- _Directions_
Without the pictures, reproduce the records that follow exactly.

(Point labeling examples)
____

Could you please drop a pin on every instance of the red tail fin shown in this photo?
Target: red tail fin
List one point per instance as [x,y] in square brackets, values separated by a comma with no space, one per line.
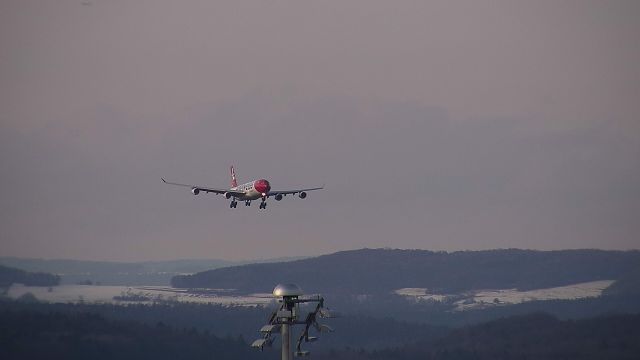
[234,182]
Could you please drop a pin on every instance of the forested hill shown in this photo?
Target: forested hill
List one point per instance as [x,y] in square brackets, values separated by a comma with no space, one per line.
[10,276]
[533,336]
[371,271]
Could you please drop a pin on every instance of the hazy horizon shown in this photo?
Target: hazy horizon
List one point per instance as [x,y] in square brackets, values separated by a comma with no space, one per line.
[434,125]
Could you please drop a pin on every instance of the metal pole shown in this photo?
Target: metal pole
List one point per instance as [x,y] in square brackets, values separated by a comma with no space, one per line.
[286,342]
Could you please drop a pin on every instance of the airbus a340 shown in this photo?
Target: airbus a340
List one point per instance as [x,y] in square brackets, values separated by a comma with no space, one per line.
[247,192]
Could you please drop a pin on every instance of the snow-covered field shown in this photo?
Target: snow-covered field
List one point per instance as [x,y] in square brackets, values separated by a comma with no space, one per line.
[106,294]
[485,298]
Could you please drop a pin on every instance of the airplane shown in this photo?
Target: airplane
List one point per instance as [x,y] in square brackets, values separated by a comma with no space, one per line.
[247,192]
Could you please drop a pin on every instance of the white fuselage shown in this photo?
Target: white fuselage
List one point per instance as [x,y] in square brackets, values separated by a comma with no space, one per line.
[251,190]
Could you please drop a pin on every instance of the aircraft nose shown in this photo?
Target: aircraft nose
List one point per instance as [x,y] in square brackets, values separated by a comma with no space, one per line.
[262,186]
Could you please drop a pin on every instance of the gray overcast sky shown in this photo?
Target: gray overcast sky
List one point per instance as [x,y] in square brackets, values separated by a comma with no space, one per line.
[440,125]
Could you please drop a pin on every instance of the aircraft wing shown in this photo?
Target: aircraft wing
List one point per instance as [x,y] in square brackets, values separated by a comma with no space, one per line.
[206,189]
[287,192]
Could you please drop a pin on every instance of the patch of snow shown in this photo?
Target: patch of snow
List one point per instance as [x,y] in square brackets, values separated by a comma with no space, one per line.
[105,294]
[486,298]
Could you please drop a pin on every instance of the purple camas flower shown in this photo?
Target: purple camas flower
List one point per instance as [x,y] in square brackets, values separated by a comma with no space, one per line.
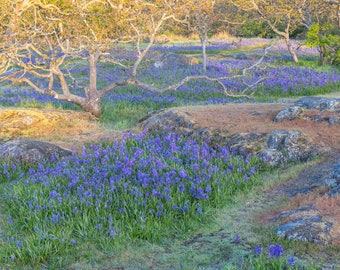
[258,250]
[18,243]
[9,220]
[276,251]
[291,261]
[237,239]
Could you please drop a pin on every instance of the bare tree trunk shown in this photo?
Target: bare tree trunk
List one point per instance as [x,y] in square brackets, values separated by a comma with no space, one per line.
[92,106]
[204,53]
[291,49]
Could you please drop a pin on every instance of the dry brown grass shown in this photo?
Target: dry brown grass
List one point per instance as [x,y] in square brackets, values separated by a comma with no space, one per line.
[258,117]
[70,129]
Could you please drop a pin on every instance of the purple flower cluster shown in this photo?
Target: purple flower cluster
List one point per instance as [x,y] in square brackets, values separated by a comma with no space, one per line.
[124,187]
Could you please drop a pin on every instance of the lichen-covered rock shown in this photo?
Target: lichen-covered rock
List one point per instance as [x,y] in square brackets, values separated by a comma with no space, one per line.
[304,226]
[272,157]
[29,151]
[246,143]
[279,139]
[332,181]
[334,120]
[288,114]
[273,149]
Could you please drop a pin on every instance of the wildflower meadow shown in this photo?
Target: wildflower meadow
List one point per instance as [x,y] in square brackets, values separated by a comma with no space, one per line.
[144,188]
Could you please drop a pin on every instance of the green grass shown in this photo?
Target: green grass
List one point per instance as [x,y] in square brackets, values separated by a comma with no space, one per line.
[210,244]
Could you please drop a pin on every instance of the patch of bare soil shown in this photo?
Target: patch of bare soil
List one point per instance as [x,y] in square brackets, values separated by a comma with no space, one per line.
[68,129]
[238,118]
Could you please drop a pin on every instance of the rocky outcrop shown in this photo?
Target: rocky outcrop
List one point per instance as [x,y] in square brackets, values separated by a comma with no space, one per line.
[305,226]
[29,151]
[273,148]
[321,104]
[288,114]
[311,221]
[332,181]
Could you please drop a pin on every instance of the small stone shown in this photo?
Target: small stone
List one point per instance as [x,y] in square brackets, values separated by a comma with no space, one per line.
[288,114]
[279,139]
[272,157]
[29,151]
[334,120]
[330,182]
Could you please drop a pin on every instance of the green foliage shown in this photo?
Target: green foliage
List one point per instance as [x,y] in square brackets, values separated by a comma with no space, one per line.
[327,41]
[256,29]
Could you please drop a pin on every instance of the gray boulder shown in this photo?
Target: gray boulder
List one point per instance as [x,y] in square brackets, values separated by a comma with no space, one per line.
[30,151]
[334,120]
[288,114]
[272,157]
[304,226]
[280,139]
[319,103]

____

- _Written solution_
Could you please drop a pin on every instance of the red tail fin shown in this photo?
Target: red tail fin
List one point per instance as [x,y] in square brackets, values separated by a comma with no space, one per line.
[234,182]
Could you please drop a pin on every instance of the forested hill shown in this photo?
Target: forested hill
List one point per instance as [x,y] in square brackets, values separated by a comma with no space, one per line.
[10,276]
[533,336]
[371,271]
Could you please drop a pin on every instance of the hazy horizon shown in this photo?
Target: hazy horizon
List one point per instance as [x,y] in square brackets, values separated by a comma with no space, one per line.
[434,125]
Could you please drop a pin on every instance of the metal pole shown in this photo?
Target: metal pole
List one point per instance as [x,y] in square brackets, values separated by a comma with no space, one per line.
[286,342]
Could you please drop a pin on every instance of the airbus a340 shown in this photo?
Target: airbus a340
List one point per instance as [x,y] in square brackets, values separated by a comma with no space, one per line.
[247,192]
Could you please drop a pin on every instance of the snow-covered field shown in this photo?
Target: snow-covered field
List one point per instance as [x,y] in square brackets, values separated by a comma with no space, one per line.
[106,294]
[485,298]
Could you please drop a pin on every instance of the airplane shown in this photo?
Target: airplane
List one point per instance as [x,y] in square brackets, values separated by a comma with no space, one per line.
[247,192]
Could you please drop a pin on every instance of the white fuselage shown in this photo?
Target: white fuselage
List one point per instance as [x,y] in square brackets, values separated by a comma with no space, one per line.
[251,190]
Could you please drop a pin on every instance of the aircraft nose shown in this photo?
Target: aircraft nose
List one point per instance as [x,y] in square brackets, values separated by a comma with no space, one per line.
[262,186]
Could you please drop a pin on every instance of the gray overcast sky shown in this photo?
Target: gray overcast sky
List one point per instance as [x,y] in square brackets, values separated by a comma with no space, one per line.
[440,125]
Could you please drop a pin on every instance of the aircraft wing shown in this photo?
Target: aircraft wing
List one point per instance as [x,y] in square brackets, values separated by a comma with no space, one per line.
[206,189]
[287,192]
Could you please drop a pin on every instance of the patch of snow shown in this photo?
Target: patch of snow
List one point per instance as [x,y] in square brackets, values separated by a comma with no space, one per line.
[105,294]
[486,298]
Could you please drop a pin on every instance of the purple camas flower shown in this photo?
Target: purple camas flower
List one point per instance as [x,y] in square brackets, values separated by a comma with no space, one per line.
[258,250]
[18,243]
[9,220]
[276,251]
[291,261]
[237,239]
Could you please drop a pin on every instance of the bare tree trunk shown in this photo?
Target: bare tree trunk
List one point per instance as [x,y] in square brackets, values separated by a comma with no space, one per line.
[92,106]
[204,53]
[291,49]
Could you please drop a pin on every instance of the dry brown grass shown in this photo?
Target: dry brown grass
List one point per instance as [x,y] in square brackets, values separated by a comma with no space, one per line.
[258,117]
[70,129]
Could you please drop a pin on every instance of the purple flower cluster shown in this photo?
Target: purple flower cluster
List one point per instance as [x,y] in square brackets, values separated by a comma with no space, one per line.
[124,187]
Could you please drop a pin on every instance of the lichen-covered rock shown in this photo?
Target: lichen-covered rock
List one point per instance as [x,y] in square brackets, values separated by a comma with no space, one per line.
[304,226]
[272,157]
[29,151]
[246,143]
[279,139]
[332,181]
[334,120]
[288,114]
[273,149]
Could you please drop a pin on every instance of the wildflower meadow shown in this photo?
Target: wildflower meadow
List one point per instance as [x,y] in square brackets, values separated by a comma with no space, one per line.
[144,188]
Could you please drop a pin on every instance of the green grass shown in this photo?
Target: green grass
List one point per instance as [x,y] in square brackets, values separated by a comma with no space, one per line.
[210,244]
Could you please drop a pin on every instance of the patch of bare soil shown in this photo?
Target: patch of bare soil
List one point per instance as [x,y] in square brackets, values separated by a comma with no space, one per line.
[68,129]
[238,118]
Could you please drop a pin on every instance of the rocky outcrop shown in this photo?
Target: rocky outcrop
List one point per instance as [x,y] in square brackets, values separated by a comma with no space, one per line.
[305,226]
[29,151]
[273,148]
[321,104]
[288,114]
[311,221]
[332,181]
Could you please drop a pin on every instance of the small stone shown in this photo?
Target: small stone
List one point per instance as [x,y] in square brackets, values separated by a comma with no space, one per line.
[288,114]
[279,139]
[272,157]
[29,151]
[334,120]
[330,182]
Could you please drop a pin on every instance of the green foliage shown in this photo?
Target: green foliage
List one point per instance as [x,y] in square brackets, values separated by a comma with no space, one per line.
[327,41]
[256,29]
Could you please drop a pin on every instance of the gray boulder shown in this photo?
Target: gray boulder
List one point per instance as [x,y] in square brackets, values separated by a comma with no space, one per line.
[30,151]
[334,120]
[288,114]
[272,157]
[304,226]
[280,139]
[319,103]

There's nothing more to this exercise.